# Entries:
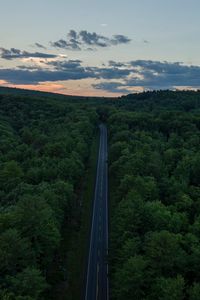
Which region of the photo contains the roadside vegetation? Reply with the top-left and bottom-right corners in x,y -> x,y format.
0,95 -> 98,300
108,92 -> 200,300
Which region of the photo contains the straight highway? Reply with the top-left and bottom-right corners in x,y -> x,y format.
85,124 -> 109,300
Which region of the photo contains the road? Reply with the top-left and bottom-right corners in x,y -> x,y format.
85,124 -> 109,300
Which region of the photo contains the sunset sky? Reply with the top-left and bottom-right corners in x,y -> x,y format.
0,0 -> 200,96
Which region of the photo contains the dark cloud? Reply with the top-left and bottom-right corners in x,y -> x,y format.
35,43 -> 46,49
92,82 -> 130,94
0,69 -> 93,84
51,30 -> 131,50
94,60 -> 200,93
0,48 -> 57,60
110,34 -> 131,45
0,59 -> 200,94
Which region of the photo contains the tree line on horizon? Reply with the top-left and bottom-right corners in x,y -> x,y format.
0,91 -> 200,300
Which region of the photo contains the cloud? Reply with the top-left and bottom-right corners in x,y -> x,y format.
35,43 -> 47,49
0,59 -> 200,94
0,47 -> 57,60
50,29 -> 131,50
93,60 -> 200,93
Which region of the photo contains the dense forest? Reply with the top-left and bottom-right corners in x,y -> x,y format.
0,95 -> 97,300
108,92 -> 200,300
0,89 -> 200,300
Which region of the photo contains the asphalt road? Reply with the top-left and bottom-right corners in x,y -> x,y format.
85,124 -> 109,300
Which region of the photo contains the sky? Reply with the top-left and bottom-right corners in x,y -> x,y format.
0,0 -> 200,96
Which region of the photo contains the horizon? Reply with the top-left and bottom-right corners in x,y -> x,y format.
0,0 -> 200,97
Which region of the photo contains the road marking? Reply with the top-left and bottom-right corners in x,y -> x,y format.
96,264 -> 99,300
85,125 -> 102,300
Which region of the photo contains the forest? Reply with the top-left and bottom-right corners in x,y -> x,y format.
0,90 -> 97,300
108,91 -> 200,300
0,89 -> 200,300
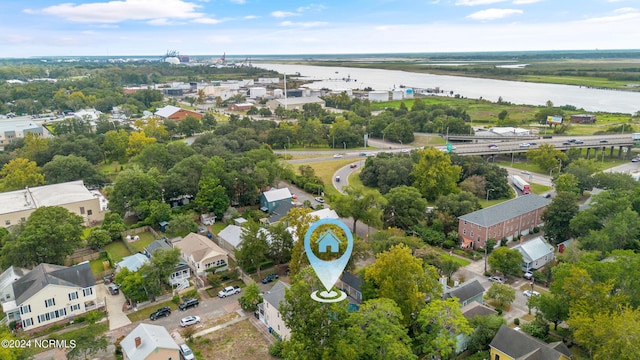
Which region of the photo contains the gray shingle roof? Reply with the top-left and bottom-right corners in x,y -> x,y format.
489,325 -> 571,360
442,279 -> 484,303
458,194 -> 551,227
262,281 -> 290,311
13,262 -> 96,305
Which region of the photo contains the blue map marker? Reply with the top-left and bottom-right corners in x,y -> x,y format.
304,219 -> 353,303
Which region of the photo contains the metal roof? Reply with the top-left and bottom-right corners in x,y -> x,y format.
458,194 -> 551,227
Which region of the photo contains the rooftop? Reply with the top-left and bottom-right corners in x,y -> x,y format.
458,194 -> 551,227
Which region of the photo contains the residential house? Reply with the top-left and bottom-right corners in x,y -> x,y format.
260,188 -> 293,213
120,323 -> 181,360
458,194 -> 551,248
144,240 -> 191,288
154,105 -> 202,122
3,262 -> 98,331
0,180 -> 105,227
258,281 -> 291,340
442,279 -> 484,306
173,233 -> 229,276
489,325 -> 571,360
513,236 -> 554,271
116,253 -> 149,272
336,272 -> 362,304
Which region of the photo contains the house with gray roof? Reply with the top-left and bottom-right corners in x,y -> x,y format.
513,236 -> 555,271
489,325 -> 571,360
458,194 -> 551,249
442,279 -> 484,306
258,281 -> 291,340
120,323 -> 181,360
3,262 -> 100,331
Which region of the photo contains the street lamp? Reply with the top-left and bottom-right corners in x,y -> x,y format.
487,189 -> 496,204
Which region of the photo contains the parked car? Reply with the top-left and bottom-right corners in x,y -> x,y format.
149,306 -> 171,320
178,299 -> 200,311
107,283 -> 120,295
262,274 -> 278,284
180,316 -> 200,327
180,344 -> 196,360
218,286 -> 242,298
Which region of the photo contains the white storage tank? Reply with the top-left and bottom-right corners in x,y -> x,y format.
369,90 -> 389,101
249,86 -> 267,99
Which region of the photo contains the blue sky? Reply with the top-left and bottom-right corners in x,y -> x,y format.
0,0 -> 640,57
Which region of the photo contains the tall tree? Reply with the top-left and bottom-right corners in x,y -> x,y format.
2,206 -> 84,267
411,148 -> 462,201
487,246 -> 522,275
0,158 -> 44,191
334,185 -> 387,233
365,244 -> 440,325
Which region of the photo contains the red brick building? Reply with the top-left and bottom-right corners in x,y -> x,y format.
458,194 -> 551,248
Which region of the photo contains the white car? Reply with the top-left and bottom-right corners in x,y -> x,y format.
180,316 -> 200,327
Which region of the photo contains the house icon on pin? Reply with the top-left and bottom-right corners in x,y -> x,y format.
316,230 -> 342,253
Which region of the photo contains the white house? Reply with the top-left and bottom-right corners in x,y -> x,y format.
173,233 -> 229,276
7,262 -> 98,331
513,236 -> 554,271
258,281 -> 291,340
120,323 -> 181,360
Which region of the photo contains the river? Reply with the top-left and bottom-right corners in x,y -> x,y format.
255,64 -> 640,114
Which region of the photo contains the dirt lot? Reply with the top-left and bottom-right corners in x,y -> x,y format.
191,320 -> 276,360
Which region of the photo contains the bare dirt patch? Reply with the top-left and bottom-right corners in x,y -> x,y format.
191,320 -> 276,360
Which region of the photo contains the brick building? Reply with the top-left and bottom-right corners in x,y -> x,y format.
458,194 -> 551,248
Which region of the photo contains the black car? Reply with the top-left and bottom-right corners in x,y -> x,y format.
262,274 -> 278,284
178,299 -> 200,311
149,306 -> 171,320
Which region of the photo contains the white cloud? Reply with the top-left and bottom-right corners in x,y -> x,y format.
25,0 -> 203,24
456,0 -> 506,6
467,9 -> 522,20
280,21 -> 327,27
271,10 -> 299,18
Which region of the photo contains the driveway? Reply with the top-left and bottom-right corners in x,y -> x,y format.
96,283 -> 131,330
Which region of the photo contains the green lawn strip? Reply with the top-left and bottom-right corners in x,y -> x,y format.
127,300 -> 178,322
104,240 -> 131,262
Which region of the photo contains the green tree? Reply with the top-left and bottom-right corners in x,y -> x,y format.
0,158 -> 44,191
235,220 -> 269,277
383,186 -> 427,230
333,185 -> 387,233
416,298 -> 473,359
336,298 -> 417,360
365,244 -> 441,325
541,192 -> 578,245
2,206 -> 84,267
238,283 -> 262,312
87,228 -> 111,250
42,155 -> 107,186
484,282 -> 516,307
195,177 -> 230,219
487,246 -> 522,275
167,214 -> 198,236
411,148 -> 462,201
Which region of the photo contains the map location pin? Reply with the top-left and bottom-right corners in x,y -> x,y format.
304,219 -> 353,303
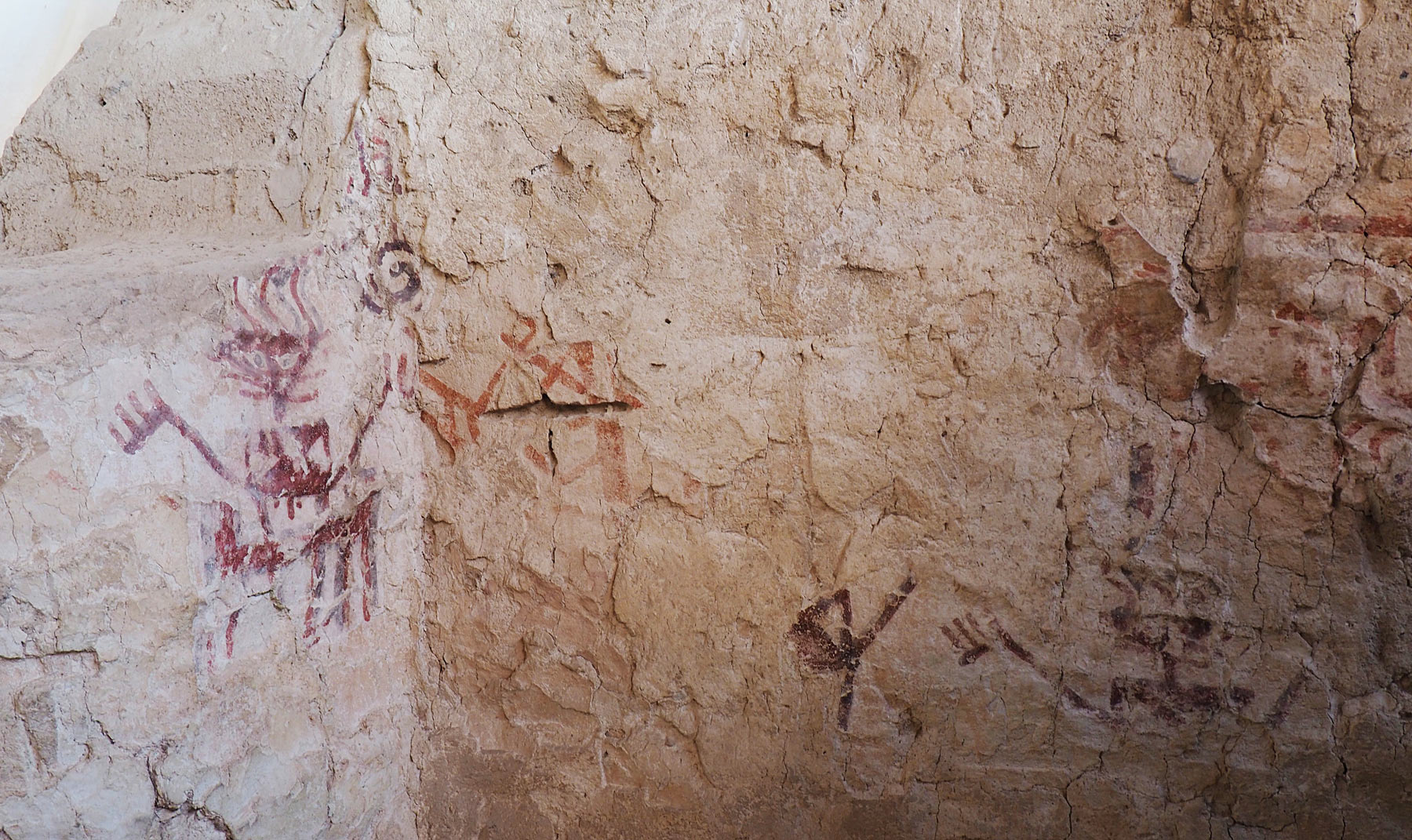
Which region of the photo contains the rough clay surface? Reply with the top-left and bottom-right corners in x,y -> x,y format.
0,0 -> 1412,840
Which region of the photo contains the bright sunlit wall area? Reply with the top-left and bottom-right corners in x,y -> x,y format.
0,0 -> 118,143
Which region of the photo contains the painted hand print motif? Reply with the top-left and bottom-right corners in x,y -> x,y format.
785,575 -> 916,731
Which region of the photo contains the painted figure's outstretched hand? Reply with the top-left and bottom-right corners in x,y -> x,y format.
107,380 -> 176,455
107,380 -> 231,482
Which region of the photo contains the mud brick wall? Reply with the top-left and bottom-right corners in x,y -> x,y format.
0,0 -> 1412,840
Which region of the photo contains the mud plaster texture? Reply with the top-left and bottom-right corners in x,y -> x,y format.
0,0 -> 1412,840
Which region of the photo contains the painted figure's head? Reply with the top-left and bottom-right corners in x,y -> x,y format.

# Exercise prompt:
Rewrite the data from the line containing "Which region of the photo contains the house with" down to the line containing "3,262 -> 100,331", changing "gray roof" to "slate roof" and leaving everything else unchanged.

# Response to this task:
Which region of the photo contains the house with slate roof? Reply with the top-left and bottom-right corners in x,y -> x,y format.
513,236 -> 555,271
489,325 -> 571,360
458,194 -> 551,249
442,279 -> 484,306
258,281 -> 291,340
120,323 -> 181,360
3,262 -> 100,331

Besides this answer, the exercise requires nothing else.